### Listed records
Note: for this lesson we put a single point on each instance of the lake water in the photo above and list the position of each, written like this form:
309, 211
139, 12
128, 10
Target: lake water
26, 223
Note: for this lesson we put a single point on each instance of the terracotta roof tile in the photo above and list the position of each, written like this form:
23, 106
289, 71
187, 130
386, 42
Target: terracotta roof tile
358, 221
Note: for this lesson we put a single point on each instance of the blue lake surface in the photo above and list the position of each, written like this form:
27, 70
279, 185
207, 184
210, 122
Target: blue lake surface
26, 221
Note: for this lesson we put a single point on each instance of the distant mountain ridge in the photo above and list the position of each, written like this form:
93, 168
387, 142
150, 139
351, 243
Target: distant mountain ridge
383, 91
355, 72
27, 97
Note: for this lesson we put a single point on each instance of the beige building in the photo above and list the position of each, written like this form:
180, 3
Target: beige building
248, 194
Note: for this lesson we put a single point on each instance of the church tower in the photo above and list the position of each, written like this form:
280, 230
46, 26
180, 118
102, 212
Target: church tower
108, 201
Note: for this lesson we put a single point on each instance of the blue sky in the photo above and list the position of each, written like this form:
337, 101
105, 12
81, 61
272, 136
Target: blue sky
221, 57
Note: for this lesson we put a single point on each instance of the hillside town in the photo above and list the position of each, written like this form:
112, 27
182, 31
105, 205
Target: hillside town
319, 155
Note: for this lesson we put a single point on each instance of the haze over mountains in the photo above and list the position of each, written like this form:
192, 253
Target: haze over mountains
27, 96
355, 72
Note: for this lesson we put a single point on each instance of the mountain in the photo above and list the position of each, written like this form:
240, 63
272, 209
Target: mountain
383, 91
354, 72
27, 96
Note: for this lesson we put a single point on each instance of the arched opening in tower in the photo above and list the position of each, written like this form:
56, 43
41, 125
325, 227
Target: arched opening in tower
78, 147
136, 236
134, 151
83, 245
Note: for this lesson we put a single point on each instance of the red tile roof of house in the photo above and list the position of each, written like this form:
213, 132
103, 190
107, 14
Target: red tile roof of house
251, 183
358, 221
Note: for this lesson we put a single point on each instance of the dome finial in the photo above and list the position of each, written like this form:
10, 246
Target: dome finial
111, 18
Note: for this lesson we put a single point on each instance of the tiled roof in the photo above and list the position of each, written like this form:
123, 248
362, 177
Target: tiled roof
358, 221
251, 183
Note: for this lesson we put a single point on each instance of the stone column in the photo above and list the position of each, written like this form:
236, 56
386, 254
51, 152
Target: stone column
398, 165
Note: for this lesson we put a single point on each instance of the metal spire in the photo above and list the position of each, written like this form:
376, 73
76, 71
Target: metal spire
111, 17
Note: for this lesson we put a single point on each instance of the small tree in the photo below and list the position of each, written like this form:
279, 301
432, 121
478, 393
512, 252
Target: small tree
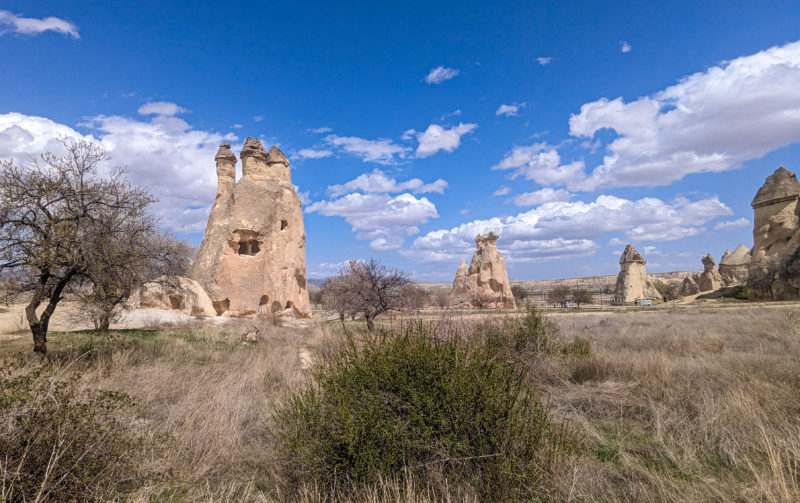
559, 294
581, 296
61, 223
519, 292
371, 288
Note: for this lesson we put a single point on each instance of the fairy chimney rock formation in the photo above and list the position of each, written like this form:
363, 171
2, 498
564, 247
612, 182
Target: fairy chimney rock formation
252, 258
486, 279
774, 271
710, 279
734, 266
632, 283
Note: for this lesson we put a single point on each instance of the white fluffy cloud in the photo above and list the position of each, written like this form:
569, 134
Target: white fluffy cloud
164, 108
383, 219
440, 74
437, 138
163, 153
310, 153
378, 182
733, 224
12, 23
711, 121
507, 110
381, 151
541, 196
566, 229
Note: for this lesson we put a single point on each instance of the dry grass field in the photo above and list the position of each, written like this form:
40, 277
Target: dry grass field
670, 405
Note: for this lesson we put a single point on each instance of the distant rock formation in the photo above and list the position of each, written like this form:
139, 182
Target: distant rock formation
632, 283
710, 279
735, 265
485, 283
252, 258
774, 271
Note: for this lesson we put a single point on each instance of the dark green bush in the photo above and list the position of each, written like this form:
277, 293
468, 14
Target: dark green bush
439, 411
57, 444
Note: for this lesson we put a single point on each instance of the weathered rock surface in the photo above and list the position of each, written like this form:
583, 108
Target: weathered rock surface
485, 282
710, 279
689, 286
774, 271
734, 266
253, 258
175, 293
632, 283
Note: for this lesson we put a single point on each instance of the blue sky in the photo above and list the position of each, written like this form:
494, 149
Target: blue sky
569, 128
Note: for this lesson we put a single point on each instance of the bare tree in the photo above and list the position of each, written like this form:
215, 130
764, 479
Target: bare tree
559, 294
372, 288
60, 220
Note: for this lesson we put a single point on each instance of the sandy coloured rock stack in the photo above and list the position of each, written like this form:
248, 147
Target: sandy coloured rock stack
253, 255
774, 271
632, 283
485, 283
735, 265
710, 279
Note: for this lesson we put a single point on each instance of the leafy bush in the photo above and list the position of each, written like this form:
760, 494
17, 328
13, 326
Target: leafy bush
440, 411
57, 445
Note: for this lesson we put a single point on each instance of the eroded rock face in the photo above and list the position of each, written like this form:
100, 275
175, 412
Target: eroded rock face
632, 283
175, 293
252, 258
710, 279
485, 282
774, 271
734, 266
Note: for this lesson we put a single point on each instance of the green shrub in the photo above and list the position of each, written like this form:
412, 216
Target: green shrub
439, 411
57, 444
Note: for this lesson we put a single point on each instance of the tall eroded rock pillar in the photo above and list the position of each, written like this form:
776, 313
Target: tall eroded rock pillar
252, 258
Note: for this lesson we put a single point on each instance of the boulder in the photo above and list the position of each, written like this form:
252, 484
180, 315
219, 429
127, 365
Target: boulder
734, 266
710, 279
252, 258
774, 271
485, 283
632, 283
174, 293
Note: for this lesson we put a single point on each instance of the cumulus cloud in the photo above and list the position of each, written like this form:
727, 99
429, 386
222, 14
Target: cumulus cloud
310, 153
568, 229
160, 108
378, 182
509, 110
437, 138
541, 163
710, 121
165, 154
733, 224
12, 23
383, 219
541, 196
440, 74
381, 151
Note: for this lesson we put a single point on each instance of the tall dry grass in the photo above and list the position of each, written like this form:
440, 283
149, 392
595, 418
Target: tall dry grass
672, 405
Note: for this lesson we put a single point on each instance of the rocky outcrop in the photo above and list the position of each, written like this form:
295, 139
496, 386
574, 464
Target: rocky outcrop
632, 283
174, 293
774, 271
709, 279
485, 283
734, 266
252, 258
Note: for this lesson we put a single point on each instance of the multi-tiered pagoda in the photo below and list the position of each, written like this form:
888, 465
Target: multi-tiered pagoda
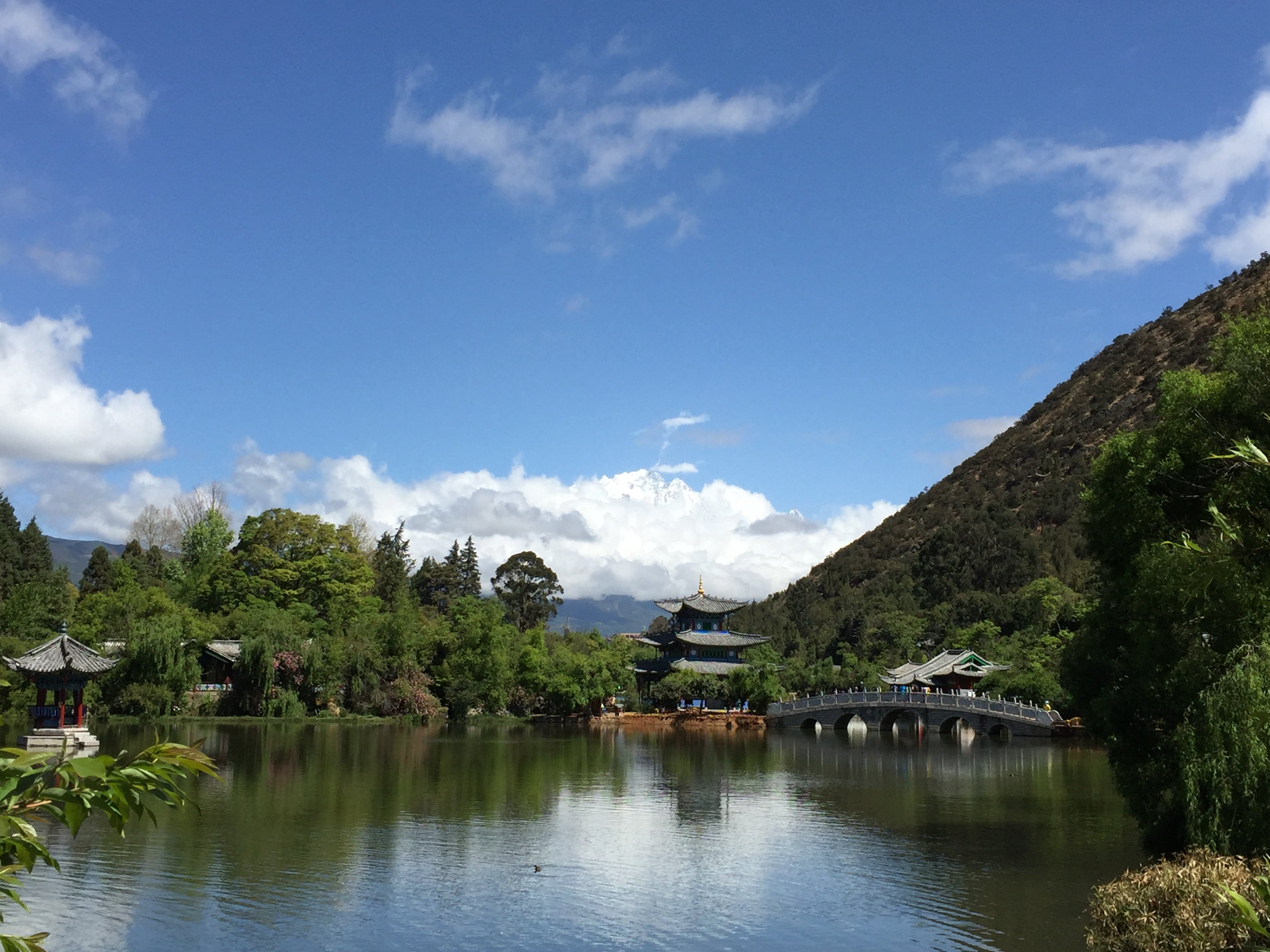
698, 639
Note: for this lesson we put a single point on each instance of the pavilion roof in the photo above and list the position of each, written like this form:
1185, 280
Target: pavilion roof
956, 662
225, 650
61, 654
702, 604
704, 667
721, 639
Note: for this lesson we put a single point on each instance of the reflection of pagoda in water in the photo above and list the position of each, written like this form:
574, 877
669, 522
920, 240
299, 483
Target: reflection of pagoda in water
696, 640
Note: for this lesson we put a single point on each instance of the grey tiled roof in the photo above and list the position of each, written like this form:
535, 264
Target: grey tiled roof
703, 604
956, 662
721, 639
61, 654
225, 650
685, 664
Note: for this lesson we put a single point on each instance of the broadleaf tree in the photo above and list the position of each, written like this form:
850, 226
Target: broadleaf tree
529, 590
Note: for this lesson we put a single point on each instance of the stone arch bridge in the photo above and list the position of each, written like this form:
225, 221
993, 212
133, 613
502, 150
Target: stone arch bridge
937, 712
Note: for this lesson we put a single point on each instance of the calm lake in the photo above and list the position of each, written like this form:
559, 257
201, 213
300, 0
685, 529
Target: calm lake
385, 837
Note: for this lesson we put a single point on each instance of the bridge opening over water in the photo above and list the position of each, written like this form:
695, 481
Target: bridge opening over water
937, 712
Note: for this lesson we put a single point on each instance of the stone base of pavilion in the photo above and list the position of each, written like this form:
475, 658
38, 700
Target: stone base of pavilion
58, 738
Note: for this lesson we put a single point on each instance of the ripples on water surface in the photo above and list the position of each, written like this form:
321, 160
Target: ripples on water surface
381, 837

### Written exercise
Reproduce the data from the line containing "of the reflection" through the end of the data, substituting "this exercise" for every "this lesson" and keeping everything else unchanged.

### Complete response
Note: for this exercise we put a single point on each instance of the reflection of pagoda in water in the photo above and list the position of each, written like this form:
574, 877
669, 522
920, 240
299, 483
Target: reflection of pagoda in water
696, 640
Note: for this exercise we put a single point on each instance of the grey tiled roof in the photo above and list the position of each, written like this form:
535, 264
Target: grey tiled roof
703, 604
956, 662
721, 639
61, 654
225, 650
685, 664
Note: for this exercise we put a single point on each instance of the broadleaf tree in the photo above and list the position of each, written like this form:
850, 226
Target: broadleaf tree
529, 590
Note: for this exercise we put a single point on each instance of the stone arch bridge in the photo above and list the position of each, written like this form:
225, 221
993, 212
133, 613
502, 150
Target: stone arch bridge
937, 712
Note: for this exercise we put a single point on each instance of the calm lake in the photo above and list the position of each, written like this form:
559, 257
201, 213
300, 0
685, 529
Target: calm lake
385, 837
Note: for this exercise we put a single point on each instance of the bridge opening over water in the photo above and list the position of each, written like this form:
695, 481
Target: bridge opening over water
937, 712
Note: for this exercise we put a single point on each instance of the stone base of pavilion in the photo above and list the position of each, written like this form:
475, 658
38, 700
Target: stone base of pavilion
58, 738
Note: for this exercise we put a single point on each instance of the ripples on water surface in the photo above and list the position of each, written like this form:
321, 160
Target: ripples on water surface
381, 837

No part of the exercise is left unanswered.